**Set of tasks**
a: Duplicate the jewelry safety post from "I had to cut" up to and including "by the way.".
b: Write the next part of the jewelry safety post, picking up after its final sentence.

I thought I owed you more explanation about my bangles comment.

Jewelry safety is a big issue with me. Both in the wearing of it and
in the making of it. The worse burns I have ever had were caused by
hot polish from a wheel. And an emergency room Doc told that had I
been wearing my wedding ring I’d surely have lost fingers from an
industrial accident.

Do you remember the great gloves while polishing debate of about a
year ago? I think we need more interchanges like that. Shop safety
is more than a neat shop which mine isn’t. It is how we handle the
material we work with and the tools we use. It is as much mental as
it is environmental.

I had to cut a toe ring off a young girls foot because it has been
stepped on and she hasn’t bought a split ring. They have their own
dangers by the way.

I’ve seen fingers skinned by poorly fit and finished rings. Usually
because people wear jewelry while they work when they shouldn’t. But
an injury just the same that could have been avoided with more care
taken by the Jeweler and the wearer. I know of a nipple ring that
was torn out because a stage hand wasn’t paying attention to what he
was doing.

**Dataset records**
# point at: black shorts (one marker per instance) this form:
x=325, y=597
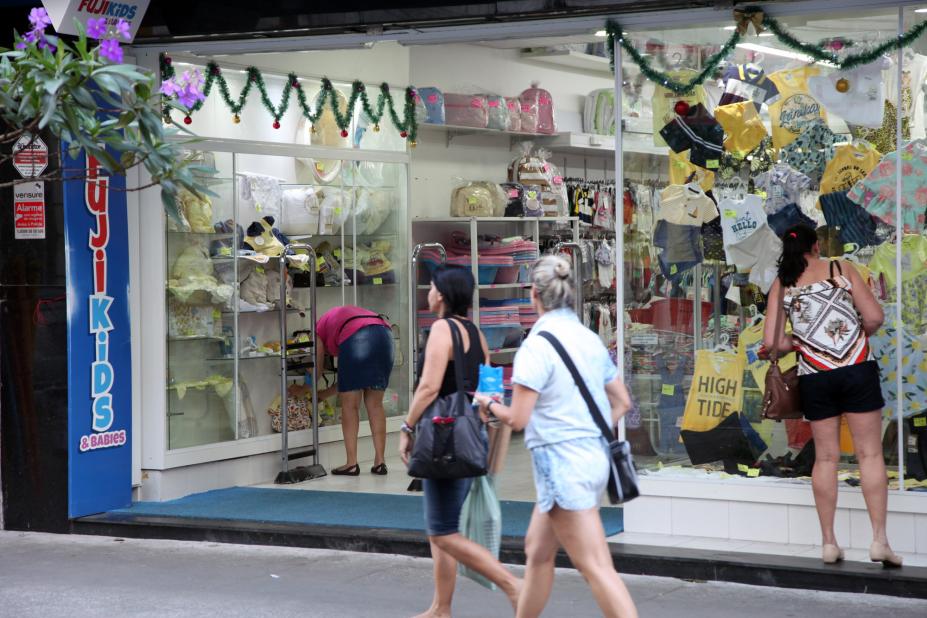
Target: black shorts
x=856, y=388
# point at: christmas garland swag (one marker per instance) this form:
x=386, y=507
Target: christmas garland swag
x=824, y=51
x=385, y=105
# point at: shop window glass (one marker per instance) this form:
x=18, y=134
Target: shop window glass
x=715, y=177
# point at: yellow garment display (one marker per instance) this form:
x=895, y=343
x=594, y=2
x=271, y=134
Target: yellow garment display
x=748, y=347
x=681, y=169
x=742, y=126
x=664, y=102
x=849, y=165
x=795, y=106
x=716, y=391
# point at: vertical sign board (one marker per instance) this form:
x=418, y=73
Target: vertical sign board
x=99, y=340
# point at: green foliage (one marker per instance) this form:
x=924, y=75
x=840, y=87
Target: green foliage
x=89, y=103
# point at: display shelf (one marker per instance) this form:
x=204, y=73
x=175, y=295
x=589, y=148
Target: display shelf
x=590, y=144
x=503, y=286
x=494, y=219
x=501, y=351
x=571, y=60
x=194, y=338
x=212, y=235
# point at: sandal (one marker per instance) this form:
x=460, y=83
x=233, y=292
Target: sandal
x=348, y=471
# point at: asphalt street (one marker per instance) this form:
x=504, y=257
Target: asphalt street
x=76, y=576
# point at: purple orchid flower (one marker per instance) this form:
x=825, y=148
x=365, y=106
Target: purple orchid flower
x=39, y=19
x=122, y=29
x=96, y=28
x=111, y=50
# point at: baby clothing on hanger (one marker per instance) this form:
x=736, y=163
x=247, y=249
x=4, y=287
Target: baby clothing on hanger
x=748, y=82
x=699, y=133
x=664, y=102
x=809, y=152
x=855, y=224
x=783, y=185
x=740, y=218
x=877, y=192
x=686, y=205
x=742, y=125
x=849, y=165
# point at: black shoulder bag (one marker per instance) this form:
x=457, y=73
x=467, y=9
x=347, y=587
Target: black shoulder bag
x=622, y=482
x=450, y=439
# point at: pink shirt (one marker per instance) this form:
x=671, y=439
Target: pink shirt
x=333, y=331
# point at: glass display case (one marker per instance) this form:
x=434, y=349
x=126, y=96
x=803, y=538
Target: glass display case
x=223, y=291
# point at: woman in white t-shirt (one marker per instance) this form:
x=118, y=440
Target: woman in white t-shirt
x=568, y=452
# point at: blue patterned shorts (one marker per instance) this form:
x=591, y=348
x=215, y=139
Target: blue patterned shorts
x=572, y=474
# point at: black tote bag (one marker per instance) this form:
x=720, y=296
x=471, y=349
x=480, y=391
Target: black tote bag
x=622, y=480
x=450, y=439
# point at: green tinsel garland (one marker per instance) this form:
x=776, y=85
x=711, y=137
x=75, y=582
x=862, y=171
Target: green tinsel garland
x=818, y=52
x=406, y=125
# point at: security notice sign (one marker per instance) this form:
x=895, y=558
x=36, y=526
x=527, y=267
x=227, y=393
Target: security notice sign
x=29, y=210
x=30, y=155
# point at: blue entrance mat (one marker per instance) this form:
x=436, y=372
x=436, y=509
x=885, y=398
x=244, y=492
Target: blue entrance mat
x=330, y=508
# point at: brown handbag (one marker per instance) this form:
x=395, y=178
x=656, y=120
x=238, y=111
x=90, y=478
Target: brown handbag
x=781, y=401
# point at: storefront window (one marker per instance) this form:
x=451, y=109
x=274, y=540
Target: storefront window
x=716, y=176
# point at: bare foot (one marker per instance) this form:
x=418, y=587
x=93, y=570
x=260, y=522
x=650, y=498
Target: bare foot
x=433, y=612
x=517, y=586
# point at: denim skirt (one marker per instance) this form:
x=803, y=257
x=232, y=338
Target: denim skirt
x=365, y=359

**The answers**
a:
I had to cut a toe ring off a young girls foot because it has been
stepped on and she hasn’t bought a split ring. They have their own
dangers by the way.

b:
I think by now we all know not to machine polish chains but that’s
us. It isn’t the new hobbyist that bought equipment before they knew
how to safely use it.

I see art jewelry in magazines that looks like it was fun to make
but would be a danger to wear. And if it is dangerous to wear it
would be dangerous to machine polish. And you can say that any real
goldsmith would know better and hand finish such a piece but I keep
thinking back to that hobbyist who doesn’t know better yet. It would
be a hard lesson to learn.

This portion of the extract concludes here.